**TEXT PROVIDED**
In these demanding times, how should those of us who work at academic health centers continue to advance the medical education mission?
It is tempting to skim past the how and respond that we must advance the education mission. After all, as a matter of definition, we must. If a medical school does not pursue an education mission, it cannot call itself a school. And, of course, we must if we are to educate the next generation of physicians and biomedical scientists to confront future health care challenges.
While these responses are fundamental and necessary, I don’t think they provide a sufficient and satisfying answer to the question. We need a broader and deeper approach. And we must address the how. We must think in more comprehensive, in-depth, and sophisticated ways about how we advance the education mission now and how we will continue to advance it as the academic health center (AHC) environment evolves.
To this end, I propose the following five-part framework to ground such thinking and to advance the education mission: governance strategies, academic strategies, financial strategies, programmatic strategies, and leadership strategies.
Governance strategies address the relationship among various entities of the AHC and can help maintain a healthy equilibrium among an AHC’s core missions. An example is an affiliation agreement between a medical school and a health system. Such an agreement may include financial support of the academic mission, may specify that the school’s students will complete required clerkships only at health system hospitals, and may stipulate that the health system will accept medical students only from that school. Of course, affiliation agreements may address other aspects of the relationship between a school and clinical affiliate, such as intellectual property issues, performance evaluation of unit heads, and flow of research funding.

**INFORMATION GIVEN**
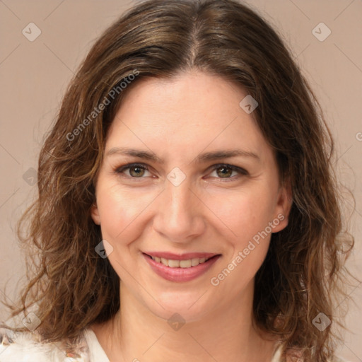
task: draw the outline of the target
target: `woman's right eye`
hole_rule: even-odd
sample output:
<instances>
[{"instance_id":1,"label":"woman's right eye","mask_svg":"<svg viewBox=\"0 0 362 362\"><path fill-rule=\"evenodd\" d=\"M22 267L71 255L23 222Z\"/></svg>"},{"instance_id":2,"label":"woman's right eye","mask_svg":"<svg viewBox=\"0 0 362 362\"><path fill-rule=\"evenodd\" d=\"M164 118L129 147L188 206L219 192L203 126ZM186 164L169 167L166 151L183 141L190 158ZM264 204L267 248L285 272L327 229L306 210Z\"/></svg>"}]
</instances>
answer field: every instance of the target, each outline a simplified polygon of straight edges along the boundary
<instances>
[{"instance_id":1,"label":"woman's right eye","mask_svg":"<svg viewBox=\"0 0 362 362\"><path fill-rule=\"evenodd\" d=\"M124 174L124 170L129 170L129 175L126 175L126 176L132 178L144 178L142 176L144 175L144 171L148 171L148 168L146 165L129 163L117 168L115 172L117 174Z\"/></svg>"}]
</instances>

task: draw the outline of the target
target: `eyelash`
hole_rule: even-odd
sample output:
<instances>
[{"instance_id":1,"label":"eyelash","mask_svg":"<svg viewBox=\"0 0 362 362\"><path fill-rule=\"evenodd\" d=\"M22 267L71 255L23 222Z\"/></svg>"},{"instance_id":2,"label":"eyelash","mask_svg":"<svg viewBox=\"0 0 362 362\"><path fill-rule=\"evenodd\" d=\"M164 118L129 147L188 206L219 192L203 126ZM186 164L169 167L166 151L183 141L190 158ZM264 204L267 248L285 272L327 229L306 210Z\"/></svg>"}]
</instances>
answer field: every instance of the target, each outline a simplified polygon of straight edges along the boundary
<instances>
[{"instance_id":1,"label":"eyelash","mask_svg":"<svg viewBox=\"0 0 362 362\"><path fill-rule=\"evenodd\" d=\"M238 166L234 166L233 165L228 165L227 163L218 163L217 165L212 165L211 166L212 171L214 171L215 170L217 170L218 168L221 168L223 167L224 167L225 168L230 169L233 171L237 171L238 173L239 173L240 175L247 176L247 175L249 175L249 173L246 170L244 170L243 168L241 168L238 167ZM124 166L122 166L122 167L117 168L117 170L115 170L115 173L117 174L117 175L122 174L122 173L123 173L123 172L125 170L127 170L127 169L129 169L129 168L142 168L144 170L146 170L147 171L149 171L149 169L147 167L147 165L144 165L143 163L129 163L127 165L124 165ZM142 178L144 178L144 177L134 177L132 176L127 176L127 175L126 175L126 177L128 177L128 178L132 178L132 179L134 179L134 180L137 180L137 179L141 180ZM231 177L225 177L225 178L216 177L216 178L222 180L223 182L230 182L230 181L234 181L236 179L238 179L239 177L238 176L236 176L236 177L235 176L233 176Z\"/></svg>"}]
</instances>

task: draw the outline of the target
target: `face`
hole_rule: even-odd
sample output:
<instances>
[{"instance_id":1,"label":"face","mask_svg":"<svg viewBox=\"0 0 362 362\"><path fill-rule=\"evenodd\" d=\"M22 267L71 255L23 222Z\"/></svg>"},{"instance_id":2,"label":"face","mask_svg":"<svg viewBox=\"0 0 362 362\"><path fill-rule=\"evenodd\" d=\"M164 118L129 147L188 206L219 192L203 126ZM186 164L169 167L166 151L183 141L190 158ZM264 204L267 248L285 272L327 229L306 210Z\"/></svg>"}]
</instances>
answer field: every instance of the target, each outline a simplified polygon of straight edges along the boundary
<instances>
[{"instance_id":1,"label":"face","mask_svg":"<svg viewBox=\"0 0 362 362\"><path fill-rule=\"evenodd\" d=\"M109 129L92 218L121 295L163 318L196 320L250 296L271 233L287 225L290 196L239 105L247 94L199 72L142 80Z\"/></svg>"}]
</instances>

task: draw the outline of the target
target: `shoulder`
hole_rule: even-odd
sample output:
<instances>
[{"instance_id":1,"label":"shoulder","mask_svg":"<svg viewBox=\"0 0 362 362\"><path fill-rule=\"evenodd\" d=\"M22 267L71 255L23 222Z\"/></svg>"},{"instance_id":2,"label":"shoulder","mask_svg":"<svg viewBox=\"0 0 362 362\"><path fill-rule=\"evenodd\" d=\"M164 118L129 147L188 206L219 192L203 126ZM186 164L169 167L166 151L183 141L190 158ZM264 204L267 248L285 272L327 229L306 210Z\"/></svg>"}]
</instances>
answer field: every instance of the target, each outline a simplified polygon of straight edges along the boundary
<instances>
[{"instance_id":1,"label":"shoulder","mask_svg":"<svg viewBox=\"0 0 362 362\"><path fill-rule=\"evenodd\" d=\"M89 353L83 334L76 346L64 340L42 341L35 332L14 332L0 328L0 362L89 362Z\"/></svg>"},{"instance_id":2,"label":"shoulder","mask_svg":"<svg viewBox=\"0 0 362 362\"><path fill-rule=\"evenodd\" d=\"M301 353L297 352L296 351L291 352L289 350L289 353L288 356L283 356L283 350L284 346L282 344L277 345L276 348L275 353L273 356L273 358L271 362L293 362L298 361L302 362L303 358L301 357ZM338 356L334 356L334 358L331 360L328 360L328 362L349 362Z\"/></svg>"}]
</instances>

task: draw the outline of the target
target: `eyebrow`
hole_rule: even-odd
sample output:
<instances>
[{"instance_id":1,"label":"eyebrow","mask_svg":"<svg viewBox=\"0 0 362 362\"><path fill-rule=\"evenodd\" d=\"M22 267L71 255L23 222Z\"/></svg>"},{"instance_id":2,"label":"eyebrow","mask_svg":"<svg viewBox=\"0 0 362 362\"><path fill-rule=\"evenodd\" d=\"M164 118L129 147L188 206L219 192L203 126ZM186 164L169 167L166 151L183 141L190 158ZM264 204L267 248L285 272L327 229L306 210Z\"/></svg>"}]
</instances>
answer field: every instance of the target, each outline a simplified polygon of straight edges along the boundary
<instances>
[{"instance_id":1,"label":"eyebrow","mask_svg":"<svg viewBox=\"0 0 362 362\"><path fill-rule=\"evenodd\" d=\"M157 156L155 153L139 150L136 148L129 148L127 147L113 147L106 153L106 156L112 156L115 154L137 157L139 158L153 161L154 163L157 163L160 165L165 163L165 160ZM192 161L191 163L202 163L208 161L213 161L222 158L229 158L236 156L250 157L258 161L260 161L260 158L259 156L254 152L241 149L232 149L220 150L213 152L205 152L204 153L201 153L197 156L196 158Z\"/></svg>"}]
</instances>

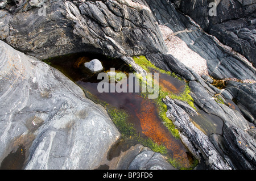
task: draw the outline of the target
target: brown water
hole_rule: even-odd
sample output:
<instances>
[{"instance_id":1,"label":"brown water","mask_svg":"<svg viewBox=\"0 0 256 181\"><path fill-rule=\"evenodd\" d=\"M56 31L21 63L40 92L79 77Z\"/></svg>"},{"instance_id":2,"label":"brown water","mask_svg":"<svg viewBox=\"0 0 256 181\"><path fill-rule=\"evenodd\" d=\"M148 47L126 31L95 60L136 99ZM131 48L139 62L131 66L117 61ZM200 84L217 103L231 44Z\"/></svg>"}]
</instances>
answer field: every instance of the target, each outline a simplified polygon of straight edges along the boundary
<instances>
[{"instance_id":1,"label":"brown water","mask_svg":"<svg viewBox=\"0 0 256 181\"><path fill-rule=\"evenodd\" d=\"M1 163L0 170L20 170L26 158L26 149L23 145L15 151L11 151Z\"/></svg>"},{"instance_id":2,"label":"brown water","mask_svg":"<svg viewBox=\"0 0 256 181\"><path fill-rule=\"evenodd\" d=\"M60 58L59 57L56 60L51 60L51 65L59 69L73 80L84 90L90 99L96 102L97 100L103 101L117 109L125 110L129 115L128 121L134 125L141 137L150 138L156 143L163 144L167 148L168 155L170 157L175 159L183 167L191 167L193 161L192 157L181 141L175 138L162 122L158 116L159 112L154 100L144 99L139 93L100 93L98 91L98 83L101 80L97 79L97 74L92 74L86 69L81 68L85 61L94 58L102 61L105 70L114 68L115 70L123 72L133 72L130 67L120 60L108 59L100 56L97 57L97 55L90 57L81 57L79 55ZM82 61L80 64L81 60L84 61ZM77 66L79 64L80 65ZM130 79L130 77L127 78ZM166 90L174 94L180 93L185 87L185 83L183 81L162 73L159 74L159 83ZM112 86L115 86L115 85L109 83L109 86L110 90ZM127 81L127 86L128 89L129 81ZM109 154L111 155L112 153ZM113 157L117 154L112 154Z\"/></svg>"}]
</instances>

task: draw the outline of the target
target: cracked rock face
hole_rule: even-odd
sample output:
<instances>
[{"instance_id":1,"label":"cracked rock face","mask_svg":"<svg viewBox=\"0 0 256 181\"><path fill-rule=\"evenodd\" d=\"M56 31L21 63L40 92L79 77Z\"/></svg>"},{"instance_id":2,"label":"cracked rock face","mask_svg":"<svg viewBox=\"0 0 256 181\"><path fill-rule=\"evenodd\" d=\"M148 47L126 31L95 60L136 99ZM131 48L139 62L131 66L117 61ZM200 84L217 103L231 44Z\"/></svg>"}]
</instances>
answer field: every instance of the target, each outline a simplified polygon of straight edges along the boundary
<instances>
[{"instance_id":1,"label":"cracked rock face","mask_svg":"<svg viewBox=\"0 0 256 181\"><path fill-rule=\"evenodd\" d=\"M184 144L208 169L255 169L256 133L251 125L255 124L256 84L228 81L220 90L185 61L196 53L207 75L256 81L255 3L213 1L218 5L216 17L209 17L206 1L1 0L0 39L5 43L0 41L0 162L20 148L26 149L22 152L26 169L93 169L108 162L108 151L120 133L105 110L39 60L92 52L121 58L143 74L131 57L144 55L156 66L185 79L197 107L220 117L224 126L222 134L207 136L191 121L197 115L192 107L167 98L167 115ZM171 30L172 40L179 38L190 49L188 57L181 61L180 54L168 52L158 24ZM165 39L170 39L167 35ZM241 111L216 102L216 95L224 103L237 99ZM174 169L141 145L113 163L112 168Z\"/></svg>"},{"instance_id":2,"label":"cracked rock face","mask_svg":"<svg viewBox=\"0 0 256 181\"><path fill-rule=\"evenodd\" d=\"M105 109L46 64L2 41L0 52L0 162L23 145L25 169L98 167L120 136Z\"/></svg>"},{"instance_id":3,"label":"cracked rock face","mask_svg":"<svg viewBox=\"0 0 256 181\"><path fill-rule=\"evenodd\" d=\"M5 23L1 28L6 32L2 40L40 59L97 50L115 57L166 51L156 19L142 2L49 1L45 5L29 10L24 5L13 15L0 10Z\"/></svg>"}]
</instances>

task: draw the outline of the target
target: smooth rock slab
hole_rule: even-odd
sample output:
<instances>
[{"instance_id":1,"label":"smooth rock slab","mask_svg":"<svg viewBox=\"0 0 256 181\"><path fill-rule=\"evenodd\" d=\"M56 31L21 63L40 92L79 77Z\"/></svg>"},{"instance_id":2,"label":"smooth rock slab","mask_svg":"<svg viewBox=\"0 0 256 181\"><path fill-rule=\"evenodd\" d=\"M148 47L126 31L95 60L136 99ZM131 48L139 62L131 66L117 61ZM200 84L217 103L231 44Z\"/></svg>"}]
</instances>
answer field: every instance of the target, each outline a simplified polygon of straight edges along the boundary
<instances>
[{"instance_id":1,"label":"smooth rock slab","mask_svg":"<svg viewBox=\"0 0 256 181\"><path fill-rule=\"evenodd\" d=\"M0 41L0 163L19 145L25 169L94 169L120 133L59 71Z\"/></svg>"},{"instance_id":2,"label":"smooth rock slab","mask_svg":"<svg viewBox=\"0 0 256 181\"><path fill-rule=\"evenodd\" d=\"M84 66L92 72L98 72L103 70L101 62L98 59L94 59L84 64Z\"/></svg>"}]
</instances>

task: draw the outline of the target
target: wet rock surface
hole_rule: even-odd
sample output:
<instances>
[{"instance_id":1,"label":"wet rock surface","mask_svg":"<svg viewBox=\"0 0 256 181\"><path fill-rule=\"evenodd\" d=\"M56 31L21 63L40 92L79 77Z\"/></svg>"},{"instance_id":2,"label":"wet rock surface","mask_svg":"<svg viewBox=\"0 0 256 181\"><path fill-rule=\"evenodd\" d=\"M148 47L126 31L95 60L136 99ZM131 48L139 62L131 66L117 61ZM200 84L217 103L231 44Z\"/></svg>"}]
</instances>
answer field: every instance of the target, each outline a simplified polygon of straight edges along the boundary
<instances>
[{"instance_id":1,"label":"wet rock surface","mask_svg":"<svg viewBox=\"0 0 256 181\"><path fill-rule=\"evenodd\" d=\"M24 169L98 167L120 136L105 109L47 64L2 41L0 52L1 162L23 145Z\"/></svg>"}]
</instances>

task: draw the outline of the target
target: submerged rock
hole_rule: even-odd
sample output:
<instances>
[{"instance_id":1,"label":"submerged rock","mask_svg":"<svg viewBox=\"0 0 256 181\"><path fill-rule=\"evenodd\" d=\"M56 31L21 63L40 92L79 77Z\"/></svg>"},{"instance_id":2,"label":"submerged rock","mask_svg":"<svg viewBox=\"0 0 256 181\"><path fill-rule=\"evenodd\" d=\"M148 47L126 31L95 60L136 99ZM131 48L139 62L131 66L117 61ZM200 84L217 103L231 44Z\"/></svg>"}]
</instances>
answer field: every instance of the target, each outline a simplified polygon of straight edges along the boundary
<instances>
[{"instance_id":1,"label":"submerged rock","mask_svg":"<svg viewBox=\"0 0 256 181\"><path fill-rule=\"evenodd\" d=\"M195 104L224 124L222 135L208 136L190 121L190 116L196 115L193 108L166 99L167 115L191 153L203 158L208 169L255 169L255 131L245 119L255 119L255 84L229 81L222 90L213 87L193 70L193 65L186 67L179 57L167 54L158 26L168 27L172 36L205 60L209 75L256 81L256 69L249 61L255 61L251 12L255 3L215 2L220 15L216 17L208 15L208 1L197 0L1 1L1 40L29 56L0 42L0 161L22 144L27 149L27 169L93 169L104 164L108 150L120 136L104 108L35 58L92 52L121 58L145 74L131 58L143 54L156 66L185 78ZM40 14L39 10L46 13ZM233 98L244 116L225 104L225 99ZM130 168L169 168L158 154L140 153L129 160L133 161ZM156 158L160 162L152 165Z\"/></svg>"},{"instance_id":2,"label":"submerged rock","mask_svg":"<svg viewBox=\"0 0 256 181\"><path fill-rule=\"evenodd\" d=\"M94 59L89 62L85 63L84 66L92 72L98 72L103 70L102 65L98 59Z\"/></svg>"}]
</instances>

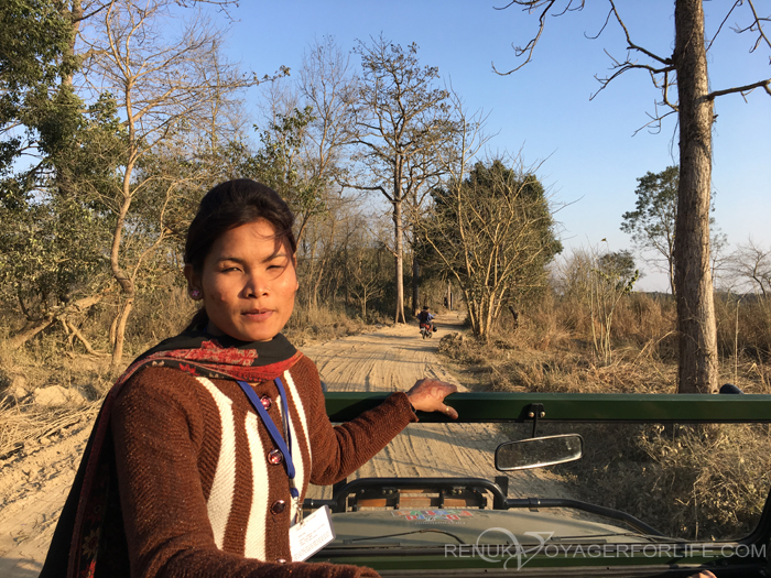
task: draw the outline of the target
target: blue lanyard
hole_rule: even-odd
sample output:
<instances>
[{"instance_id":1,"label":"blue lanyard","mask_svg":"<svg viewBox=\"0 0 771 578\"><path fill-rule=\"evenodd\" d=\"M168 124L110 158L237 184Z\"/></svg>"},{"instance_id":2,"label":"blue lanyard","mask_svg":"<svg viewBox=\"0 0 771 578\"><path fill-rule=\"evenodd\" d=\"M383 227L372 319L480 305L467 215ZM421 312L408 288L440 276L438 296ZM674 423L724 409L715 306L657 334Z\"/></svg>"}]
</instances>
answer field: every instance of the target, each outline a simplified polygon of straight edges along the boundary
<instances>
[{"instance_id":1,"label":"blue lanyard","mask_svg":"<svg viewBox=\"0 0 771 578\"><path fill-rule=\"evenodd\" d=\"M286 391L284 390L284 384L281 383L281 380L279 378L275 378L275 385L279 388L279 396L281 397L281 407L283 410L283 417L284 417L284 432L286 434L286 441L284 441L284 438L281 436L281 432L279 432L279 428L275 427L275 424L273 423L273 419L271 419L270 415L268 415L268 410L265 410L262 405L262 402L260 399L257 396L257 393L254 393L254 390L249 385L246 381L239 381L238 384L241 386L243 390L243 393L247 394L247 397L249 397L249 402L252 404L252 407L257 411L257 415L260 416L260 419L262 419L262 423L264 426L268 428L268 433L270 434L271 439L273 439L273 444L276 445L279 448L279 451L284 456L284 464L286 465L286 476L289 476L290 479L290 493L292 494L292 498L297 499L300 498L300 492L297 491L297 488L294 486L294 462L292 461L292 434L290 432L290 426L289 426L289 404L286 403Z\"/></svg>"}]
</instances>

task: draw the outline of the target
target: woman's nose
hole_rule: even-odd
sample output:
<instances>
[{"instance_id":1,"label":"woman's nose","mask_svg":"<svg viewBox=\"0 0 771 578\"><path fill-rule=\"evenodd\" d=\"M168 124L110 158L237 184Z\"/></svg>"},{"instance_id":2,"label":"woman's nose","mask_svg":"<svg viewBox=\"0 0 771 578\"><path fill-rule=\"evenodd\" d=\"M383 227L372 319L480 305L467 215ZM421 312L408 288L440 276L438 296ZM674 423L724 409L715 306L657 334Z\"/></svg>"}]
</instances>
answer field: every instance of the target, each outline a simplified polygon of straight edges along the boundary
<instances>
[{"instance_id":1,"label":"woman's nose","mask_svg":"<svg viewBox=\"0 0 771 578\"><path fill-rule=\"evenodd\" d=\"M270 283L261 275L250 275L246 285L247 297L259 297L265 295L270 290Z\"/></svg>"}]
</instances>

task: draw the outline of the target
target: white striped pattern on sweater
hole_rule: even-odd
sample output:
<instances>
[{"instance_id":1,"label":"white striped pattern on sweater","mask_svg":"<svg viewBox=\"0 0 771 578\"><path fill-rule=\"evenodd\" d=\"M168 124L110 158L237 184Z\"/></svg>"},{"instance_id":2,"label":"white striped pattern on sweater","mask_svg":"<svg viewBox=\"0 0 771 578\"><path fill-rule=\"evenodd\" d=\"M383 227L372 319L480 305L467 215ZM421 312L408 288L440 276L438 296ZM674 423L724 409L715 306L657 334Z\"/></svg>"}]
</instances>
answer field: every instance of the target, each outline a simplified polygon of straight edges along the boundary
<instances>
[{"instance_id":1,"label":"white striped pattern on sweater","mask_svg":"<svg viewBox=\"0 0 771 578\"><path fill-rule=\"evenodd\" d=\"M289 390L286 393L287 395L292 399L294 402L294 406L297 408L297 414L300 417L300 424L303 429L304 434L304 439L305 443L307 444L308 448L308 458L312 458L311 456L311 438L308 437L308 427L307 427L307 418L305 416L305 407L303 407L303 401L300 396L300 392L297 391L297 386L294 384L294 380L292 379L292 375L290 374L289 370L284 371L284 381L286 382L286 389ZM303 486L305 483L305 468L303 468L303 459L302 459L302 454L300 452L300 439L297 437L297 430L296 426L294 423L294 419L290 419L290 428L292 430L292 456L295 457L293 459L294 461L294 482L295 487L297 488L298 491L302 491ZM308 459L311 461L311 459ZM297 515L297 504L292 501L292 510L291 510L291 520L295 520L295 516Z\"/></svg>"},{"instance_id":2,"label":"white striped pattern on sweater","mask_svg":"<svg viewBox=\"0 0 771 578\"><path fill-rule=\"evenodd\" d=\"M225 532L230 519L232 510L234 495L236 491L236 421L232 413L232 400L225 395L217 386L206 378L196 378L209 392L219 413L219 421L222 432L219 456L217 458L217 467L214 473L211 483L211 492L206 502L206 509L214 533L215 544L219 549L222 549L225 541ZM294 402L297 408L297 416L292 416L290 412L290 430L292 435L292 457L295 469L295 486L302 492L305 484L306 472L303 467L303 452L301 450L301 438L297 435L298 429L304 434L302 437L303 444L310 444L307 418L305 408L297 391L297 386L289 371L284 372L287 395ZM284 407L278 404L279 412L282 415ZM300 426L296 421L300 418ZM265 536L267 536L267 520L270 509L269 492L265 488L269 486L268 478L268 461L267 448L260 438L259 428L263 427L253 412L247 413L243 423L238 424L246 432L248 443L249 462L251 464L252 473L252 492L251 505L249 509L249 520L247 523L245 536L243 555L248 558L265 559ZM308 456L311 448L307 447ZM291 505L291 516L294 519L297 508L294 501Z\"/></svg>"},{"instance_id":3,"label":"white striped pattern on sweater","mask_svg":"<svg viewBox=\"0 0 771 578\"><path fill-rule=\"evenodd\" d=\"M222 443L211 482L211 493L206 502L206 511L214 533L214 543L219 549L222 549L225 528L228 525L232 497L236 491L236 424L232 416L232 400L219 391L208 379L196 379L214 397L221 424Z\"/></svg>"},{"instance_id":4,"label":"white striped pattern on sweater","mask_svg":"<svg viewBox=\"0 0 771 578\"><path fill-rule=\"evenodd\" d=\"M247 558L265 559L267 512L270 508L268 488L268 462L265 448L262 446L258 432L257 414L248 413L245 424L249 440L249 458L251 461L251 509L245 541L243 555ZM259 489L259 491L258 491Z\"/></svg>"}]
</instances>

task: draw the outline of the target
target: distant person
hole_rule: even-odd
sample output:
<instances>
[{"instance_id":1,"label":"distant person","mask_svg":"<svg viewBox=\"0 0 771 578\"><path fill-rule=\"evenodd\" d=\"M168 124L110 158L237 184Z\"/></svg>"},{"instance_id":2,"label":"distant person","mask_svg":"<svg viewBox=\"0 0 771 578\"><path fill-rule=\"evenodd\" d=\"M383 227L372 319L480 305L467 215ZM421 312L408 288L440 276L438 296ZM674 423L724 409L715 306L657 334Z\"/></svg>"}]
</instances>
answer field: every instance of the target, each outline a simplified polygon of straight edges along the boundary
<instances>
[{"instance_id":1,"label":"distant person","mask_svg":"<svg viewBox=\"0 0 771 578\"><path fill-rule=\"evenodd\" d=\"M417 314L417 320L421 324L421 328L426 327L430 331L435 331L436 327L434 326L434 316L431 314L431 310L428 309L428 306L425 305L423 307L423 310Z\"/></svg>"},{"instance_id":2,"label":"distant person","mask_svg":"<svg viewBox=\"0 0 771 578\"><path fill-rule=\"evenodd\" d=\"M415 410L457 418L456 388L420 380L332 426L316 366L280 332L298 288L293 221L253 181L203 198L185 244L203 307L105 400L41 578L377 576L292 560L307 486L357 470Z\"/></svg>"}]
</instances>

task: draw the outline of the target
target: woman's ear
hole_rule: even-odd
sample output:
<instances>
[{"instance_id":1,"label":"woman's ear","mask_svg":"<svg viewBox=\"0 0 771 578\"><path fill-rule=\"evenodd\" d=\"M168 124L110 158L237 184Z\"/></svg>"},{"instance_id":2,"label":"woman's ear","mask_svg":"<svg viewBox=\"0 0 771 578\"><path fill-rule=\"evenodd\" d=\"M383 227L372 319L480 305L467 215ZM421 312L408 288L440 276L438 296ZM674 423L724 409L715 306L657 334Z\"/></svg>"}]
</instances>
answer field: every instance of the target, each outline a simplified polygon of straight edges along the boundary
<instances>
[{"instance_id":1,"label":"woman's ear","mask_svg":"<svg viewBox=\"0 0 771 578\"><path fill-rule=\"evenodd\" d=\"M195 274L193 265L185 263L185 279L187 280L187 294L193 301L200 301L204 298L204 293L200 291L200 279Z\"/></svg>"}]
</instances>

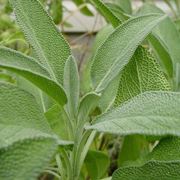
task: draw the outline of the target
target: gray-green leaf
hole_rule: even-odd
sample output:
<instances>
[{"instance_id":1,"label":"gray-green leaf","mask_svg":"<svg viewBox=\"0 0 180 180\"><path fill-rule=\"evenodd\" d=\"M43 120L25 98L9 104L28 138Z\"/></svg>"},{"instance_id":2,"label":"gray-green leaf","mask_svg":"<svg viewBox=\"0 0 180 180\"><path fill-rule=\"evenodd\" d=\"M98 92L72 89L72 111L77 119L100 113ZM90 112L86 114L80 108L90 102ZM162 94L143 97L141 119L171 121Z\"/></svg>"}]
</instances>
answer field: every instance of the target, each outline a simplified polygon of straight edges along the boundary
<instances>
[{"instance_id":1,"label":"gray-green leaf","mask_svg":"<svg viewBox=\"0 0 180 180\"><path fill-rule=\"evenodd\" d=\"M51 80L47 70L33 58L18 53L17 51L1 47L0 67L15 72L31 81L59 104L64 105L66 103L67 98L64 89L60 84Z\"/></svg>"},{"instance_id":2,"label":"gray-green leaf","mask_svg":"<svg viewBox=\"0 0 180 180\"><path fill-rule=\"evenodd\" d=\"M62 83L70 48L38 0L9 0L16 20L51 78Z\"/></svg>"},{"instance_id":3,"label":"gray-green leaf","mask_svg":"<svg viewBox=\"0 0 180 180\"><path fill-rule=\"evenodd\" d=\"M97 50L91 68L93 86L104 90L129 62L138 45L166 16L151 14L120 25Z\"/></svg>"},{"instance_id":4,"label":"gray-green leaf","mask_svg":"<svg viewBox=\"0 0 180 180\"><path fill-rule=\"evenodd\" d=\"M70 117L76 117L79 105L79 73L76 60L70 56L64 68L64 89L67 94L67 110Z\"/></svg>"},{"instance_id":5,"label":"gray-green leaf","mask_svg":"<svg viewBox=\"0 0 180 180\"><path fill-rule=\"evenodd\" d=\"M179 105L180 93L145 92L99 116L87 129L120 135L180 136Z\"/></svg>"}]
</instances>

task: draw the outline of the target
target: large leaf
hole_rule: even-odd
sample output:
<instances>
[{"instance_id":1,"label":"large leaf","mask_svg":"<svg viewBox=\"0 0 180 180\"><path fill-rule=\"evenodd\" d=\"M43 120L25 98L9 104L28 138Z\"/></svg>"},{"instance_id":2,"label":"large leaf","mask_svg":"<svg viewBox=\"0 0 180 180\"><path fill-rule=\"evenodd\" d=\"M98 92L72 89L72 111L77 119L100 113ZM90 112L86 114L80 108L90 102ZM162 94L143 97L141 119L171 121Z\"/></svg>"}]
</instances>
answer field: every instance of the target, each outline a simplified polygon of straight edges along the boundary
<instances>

**WORK REQUIRED**
Copy out the full text on advancing the medical education mission word for word. Work only from the text about advancing the medical education mission.

**THE ANSWER**
In these demanding times, how should those of us who work at academic health centers continue to advance the medical education mission?
It is tempting to skim past the how and respond that we must advance the education mission. After all, as a matter of definition, we must. If a medical school does not pursue an education mission, it cannot call itself a school. And, of course, we must if we are to educate the next generation of physicians and biomedical scientists to confront future health care challenges.
While these responses are fundamental and necessary, I don’t think they provide a sufficient and satisfying answer to the question. We need a broader and deeper approach. And we must address the how. We must think in more comprehensive, in-depth, and sophisticated ways about how we advance the education mission now and how we will continue to advance it as the academic health center (AHC) environment evolves.
To this end, I propose the following five-part framework to ground such thinking and to advance the education mission: governance strategies, academic strategies, financial strategies, programmatic strategies, and leadership strategies.
Governance strategies address the relationship among various entities of the AHC and can help maintain a healthy equilibrium among an AHC’s core missions. An example is an affiliation agreement between a medical school and a health system. Such an agreement may include financial support of the academic mission, may specify that the school’s students will complete required clerkships only at health system hospitals, and may stipulate that the health system will accept medical students only from that school. Of course, affiliation agreements may address other aspects of the relationship between a school and clinical affiliate, such as intellectual property issues, performance evaluation of unit heads, and flow of research funding.